Short exercise
Reproduce the records below exactly as given.

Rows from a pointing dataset

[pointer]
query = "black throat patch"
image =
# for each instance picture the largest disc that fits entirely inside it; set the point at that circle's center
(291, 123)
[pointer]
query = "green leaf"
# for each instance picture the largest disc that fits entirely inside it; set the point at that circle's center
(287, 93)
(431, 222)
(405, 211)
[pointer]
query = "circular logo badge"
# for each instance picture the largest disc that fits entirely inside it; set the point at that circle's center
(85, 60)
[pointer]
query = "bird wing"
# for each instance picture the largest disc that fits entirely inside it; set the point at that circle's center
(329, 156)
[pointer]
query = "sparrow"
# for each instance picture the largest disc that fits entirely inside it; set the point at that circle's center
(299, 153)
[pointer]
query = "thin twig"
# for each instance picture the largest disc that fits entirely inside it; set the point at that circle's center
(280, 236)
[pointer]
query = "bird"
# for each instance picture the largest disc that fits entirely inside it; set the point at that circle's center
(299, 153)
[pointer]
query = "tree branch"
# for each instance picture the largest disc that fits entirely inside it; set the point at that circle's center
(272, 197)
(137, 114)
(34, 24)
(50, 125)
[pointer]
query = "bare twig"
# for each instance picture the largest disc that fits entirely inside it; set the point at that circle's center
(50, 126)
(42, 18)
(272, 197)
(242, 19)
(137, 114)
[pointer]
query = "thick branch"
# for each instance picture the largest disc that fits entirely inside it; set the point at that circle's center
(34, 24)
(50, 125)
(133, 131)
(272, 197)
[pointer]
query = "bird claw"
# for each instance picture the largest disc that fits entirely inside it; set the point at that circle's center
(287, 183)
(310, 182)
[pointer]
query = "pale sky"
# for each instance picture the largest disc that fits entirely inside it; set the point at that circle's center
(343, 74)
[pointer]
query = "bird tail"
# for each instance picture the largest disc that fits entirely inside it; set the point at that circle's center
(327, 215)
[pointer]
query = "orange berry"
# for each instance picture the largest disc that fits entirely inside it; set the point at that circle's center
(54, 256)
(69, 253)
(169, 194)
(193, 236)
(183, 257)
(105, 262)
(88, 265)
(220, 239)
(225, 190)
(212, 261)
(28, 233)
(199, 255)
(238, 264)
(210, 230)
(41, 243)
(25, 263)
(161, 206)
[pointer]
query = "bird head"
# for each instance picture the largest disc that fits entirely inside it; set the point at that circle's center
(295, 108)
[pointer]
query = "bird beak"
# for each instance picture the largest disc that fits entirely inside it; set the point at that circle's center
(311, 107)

Answer to this exercise
[pointer]
query = "black throat patch"
image =
# for each instance picture the largest disc that fits entirely inside it; set the point at that circle's center
(291, 123)
[pointer]
query = "green leaf"
# for each instance picture the largest disc that fits entirely inside it; set the point at that circle's center
(287, 93)
(431, 222)
(405, 211)
[pointer]
query = "circular logo badge"
# for each instance picture the largest disc that fits entirely inside it; set the point at that circle's center
(85, 60)
[pointer]
query = "bird wing"
# for each instance picture the largest disc that fits entirely inside it; set the point at that circle's center
(329, 156)
[pointer]
query = "sparrow"
# for each instance picture the largest disc that fits entirely inside it; set the point at that circle's center
(299, 153)
[pointer]
query = "thin twig"
# for each instance picture the largest disc that fits entirely inside it; set the point at that circle's center
(280, 236)
[pointer]
query = "bird"
# for each instance picture the largest disc that fits entirely inside it; set the point at that circle's center
(299, 153)
[pointer]
query = "tree branch"
# for each instance picture the largest disc that fits entirely inside it; set the point at that circle's center
(272, 197)
(137, 114)
(34, 24)
(50, 125)
[pointer]
query = "bare twig"
# for each instance picture the largest disc that fits entirely inside it; set the point at that circle's center
(50, 126)
(42, 18)
(272, 197)
(242, 19)
(137, 114)
[pointer]
query = "thick branch"
# for each instance picture the largest disc that fits entirely inside it; set the point at that circle's center
(34, 24)
(50, 125)
(133, 131)
(272, 197)
[pointer]
query = "bird claw"
# for each instance picture the largest disc that fits entirely inside it; set the point at that circle's center
(287, 183)
(310, 182)
[pointer]
query = "pale sky"
# for each instance picture the largest disc that fits entirely inside it; set the point at that circle's center
(343, 74)
[pointer]
query = "bird tail"
# for each instance picture the largest disc that fits entirely inside it; set the point at that circle's center
(327, 215)
[pointer]
query = "orange berry"
# for each instance picture the largest disc that fits entirely inside it; set the point at that circle's center
(54, 256)
(69, 253)
(169, 194)
(193, 236)
(183, 257)
(105, 262)
(88, 265)
(220, 239)
(225, 190)
(212, 261)
(28, 233)
(199, 255)
(238, 264)
(210, 230)
(41, 243)
(25, 263)
(161, 206)
[pointer]
query = "bird head"
# for each instance picture the largest disc that fits entirely inside it; set the point at that circle's center
(295, 108)
[pointer]
query = "bird beak"
# for each instance picture the largest disc that fits entirely inside it; set the point at that circle's center
(311, 107)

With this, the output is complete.